PROBLEM:
Begin at the line that has "Give the innermost point of each instance of the woman in" and stop after the line that has "Give the innermost point of each instance of the black". Write those lines out again, replacing "shoe sole" with "sneaker sole" and leaving everything else unchanged.

━━ PROVIDED RECORDS ━━

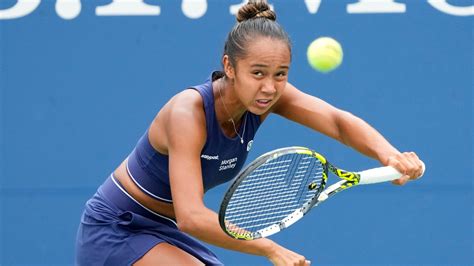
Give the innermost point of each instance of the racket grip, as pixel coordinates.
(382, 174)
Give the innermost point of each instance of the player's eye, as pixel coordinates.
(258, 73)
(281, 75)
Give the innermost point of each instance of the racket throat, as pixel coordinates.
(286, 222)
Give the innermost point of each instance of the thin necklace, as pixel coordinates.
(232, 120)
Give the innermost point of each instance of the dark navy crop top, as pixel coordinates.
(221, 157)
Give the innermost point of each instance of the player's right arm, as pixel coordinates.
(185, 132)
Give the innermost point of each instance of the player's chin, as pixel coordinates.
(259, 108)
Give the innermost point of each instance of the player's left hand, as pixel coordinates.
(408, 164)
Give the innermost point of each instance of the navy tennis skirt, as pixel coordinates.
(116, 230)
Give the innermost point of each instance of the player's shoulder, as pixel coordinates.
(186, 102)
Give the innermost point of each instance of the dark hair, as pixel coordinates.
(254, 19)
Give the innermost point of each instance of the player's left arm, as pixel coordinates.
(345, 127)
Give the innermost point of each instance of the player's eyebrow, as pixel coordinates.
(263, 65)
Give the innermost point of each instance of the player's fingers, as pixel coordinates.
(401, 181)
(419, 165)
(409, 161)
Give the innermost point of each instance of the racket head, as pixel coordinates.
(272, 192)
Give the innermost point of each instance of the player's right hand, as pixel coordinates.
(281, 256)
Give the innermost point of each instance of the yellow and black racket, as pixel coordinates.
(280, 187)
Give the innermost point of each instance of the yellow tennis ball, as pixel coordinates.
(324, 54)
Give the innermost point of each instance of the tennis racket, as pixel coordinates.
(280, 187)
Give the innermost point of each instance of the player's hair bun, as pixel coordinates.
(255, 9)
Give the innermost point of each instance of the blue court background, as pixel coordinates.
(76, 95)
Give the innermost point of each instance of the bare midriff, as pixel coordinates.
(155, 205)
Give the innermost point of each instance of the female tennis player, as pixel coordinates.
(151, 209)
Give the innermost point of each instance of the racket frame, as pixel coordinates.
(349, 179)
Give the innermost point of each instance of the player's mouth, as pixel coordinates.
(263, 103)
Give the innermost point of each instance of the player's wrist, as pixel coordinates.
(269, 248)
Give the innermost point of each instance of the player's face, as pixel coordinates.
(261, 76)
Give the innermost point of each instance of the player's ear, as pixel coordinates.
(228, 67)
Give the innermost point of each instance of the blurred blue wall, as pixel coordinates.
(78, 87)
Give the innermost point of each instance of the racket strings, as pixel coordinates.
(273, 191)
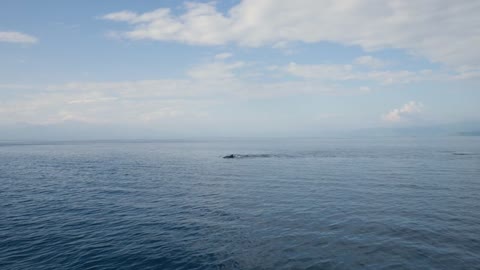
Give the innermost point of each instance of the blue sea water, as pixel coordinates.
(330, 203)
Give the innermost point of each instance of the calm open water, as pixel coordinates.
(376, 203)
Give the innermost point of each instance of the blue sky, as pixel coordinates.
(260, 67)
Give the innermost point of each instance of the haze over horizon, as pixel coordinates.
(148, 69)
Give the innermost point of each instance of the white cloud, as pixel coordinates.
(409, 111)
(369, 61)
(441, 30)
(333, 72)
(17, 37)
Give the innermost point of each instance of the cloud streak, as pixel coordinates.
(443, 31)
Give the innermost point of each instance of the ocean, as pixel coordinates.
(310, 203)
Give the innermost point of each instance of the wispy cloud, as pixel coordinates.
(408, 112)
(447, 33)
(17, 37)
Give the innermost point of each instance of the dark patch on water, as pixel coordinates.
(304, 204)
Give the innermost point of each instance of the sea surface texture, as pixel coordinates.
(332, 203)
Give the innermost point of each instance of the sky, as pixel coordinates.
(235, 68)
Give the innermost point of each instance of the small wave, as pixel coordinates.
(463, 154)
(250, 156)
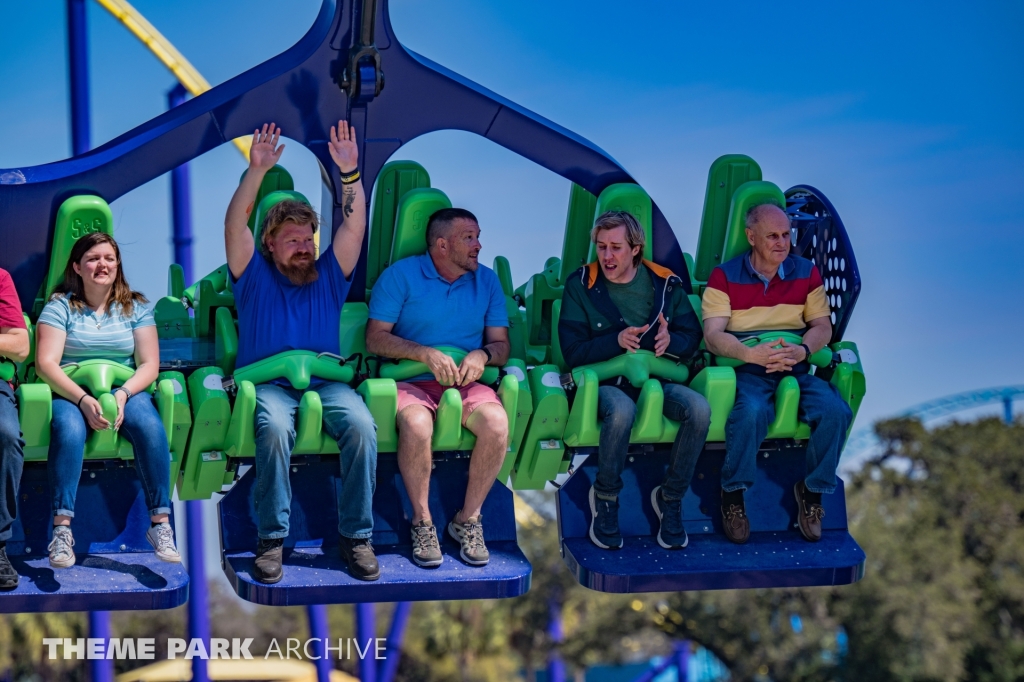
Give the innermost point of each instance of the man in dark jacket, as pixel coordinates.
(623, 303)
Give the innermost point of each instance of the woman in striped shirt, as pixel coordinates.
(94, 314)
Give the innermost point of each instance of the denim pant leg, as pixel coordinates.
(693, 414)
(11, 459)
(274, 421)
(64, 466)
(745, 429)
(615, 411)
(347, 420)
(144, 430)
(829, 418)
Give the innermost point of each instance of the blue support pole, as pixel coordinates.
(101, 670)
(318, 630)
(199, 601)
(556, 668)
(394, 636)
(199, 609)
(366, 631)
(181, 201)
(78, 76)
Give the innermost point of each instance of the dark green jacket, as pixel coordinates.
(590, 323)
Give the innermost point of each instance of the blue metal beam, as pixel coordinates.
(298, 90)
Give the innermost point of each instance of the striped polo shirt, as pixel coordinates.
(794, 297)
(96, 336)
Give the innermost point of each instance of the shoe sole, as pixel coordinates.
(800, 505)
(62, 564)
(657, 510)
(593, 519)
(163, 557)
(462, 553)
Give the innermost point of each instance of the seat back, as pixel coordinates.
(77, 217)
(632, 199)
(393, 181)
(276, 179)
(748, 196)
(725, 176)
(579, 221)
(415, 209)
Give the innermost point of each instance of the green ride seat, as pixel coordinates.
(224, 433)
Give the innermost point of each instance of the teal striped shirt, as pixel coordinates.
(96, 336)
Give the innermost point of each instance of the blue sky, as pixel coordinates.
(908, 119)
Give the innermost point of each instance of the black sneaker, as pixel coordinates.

━━━
━━ PROVIDED RECORDS ━━

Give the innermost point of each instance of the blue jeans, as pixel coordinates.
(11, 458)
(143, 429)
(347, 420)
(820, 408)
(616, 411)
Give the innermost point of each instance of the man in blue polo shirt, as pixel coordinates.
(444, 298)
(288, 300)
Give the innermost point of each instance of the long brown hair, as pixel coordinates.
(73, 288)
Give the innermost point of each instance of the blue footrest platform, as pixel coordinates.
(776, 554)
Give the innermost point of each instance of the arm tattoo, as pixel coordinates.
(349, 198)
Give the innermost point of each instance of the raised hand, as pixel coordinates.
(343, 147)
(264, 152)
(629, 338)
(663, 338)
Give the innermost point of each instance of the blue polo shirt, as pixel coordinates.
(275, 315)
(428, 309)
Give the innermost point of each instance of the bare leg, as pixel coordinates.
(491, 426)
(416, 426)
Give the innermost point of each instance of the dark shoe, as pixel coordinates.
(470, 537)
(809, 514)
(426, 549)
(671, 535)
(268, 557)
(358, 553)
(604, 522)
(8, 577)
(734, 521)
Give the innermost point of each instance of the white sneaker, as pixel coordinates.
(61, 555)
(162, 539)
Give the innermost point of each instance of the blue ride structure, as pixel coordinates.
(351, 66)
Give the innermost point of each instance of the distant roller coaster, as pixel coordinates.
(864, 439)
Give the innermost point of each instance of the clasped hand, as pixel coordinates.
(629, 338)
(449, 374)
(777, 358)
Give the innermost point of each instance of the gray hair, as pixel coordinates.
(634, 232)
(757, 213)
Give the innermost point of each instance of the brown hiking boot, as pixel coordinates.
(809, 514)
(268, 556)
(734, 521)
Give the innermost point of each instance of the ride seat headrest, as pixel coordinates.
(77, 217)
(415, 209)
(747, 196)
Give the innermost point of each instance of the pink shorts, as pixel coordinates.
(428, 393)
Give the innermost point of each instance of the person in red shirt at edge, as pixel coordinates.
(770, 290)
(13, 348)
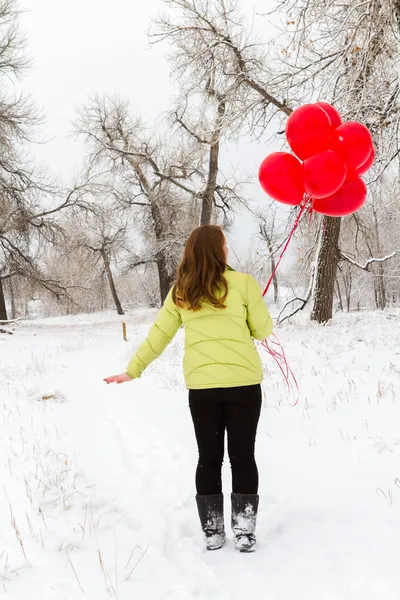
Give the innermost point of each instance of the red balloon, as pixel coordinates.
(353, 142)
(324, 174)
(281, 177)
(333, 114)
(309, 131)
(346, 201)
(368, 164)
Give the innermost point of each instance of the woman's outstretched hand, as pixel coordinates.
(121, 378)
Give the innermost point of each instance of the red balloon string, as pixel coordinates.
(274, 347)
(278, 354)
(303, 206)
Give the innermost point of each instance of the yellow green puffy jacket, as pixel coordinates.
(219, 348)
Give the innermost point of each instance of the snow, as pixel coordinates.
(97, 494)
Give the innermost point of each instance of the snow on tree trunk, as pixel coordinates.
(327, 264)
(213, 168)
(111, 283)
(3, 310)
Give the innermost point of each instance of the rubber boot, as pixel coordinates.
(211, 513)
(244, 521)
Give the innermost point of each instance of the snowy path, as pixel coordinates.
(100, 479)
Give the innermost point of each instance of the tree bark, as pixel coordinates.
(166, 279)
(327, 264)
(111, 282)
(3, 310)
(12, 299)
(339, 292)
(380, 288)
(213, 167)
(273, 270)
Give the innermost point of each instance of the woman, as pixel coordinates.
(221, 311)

━━━

WRITTEN RESPONSE:
Give the innermost point of each instance of the woman in striped shirt, as pixel coordinates.
(94, 314)
Give the innermost point of each instance of the denim pant leg, as pixel coordinates.
(693, 414)
(11, 459)
(274, 421)
(64, 466)
(745, 429)
(615, 411)
(347, 420)
(144, 430)
(829, 418)
Give the innermost point of each instance of the blue support pole, as pixel coordinates.
(101, 670)
(318, 630)
(199, 601)
(556, 668)
(394, 636)
(199, 609)
(366, 631)
(181, 201)
(78, 76)
Give the innermost point of each instance of the dark green jacket, as pixel coordinates.
(590, 323)
Give the innermost point of each instance of the blue metal beam, as pixel coordinates.
(298, 90)
Give the innermost point of each instance of the striped polo shirt, as pixel coordinates.
(794, 297)
(96, 336)
Give the innermost point of each instance of the sneaker sole, as pixel coordinates.
(800, 505)
(62, 564)
(657, 510)
(593, 519)
(163, 557)
(462, 553)
Give the innermost point of each instance of the seat back, as pixel coordinates.
(77, 217)
(632, 199)
(393, 181)
(276, 179)
(748, 196)
(725, 176)
(579, 221)
(415, 209)
Give the innermost point of each instance of the green ride seat, as pixel coordinates.
(224, 433)
Give the innermost point of each instance of the teal striped shirt, as pixel coordinates.
(96, 336)
Give the innermost point of each instance of the blue sky, as pixel coordinates.
(908, 119)
Give the innermost point of each instance of the black sneaker, as pixel coordinates.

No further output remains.